## Exercise set:
1) In the essay on global cities, what does the term "bobos" describe?
2) Which great global cities does the essay on global cities single out as unprecedentedly desirable?
3) Resume the essay on global cities, continuing on from its final sentence.

## Given text:
Our great, global cities are turning into vast gated citadels where the elite reproduces itself
©Luis Grañena
Two mournful friends dropped by our flat in Paris last Sunday. They are a well-paid couple from the caste known in Paris
as “bobos”: people with bourgeois incomes and bohemian tastes. In the
popular narrative, bobos have invaded Paris, driving out pure bohemians
and the working class. But my bobo friends had a new story: they
themselves were being driven out of Paris. To get enough space for their
kids, they were leaving for the suburbs. When they’d told the
headmaster at the children’s school, he had looked sad and said:
“Everyone is leaving.” Paris is pricing out even the upper middle-class.
There is a wider story here. The great global cities – notably New York, London, Singapore, Hong Kong
and Paris – are unprecedentedly desirable. At last week’s fascinating
New Cities Summit in São Paulo, the architect Daniel Libeskind said: “We
live in a time of renaissance … cities are coming back to life, after a
long neglect.” Edward Luce chronicled the urban revival in last Saturday’s FT Magazine.
However, there’s an iron law of 21st-century life: when something is
desirable, the “one per cent” grabs it. The great cities are becoming
elite citadels. This is terrifying for everyone else.

## Collection entries:
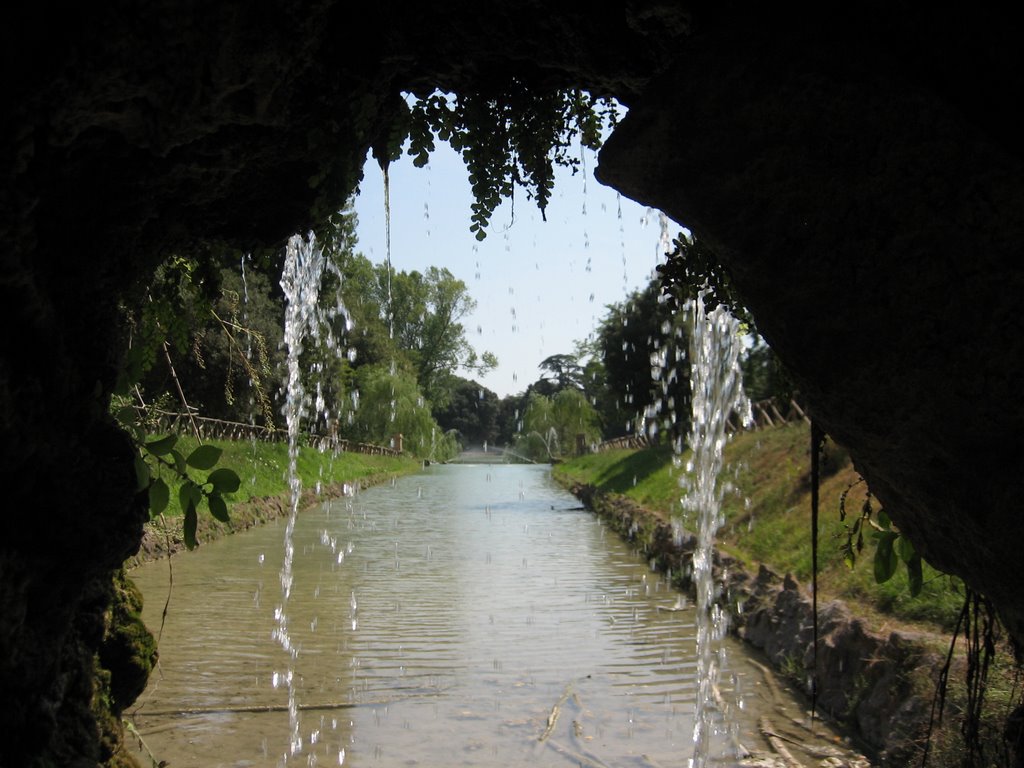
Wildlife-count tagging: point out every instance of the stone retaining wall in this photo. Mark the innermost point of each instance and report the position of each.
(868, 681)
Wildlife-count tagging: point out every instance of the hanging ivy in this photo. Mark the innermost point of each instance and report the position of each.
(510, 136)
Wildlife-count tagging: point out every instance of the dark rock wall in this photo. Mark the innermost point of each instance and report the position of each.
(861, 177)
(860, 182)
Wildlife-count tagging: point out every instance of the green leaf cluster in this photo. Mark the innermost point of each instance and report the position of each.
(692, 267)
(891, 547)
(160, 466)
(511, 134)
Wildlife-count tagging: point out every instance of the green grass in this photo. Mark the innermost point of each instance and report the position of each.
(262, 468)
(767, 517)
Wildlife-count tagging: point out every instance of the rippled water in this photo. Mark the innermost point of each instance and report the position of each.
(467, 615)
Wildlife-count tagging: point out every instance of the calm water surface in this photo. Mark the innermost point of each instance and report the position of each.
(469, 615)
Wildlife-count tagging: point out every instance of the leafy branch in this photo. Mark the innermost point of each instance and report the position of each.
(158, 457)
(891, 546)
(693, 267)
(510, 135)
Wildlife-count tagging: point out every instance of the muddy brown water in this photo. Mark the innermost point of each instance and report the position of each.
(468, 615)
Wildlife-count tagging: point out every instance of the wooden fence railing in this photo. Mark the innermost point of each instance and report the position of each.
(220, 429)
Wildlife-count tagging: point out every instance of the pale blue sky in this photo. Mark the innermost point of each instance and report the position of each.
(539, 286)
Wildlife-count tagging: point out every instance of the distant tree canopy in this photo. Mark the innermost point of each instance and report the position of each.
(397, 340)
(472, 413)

## Results:
1) People with bourgeois incomes and bohemian tastes.

2) New York, London, Singapore, Hong Kong, Paris

3)
At
the New Cities Summit I had a coffee with Saskia Sassen of Columbia
University, leading thinker on cities. That took some doing: Sassen
arrived from Bogotá that morning, and was flying to Zurich hours later.
“Cities were poor,” she told me, in between. “In the 1970s London was
broke, New York was broke, Tokyo was broke, Paris was much poorer than
now. And the built environment was a bit run down.”But from the 1980s, these cities recovered. An increasingly complex financial sector needed more sophisticated networks of lawyers and accountants. Corporate mergers and takeovers meant global headquarters got concentrated in fewer places. Crime declined, making cities less scary. And so great cities grew richer. Fancy architects put up lovely buildings. House prices rose.
First, the working classes and bohemians were priced out. Nowadays the only ribald proletarian banter you hear inside Paris is from the market sellers, who don’t live there anymore.
That was gentrification. Now comes plutocratisation: the middle classes and small companies are falling victim to class-cleansing. Global cities are becoming patrician ghettos. In 2009, says Sassen, the top 1 per cent of New York City’s earners got 44 per cent of the compensation paid to its workers. The “super-prime housing market” keeps rising even when the national economy collapses. After Manhattan, New York’s upper-middle classes are being priced out of Brooklyn. Sassen diagnoses “gradual destruction”.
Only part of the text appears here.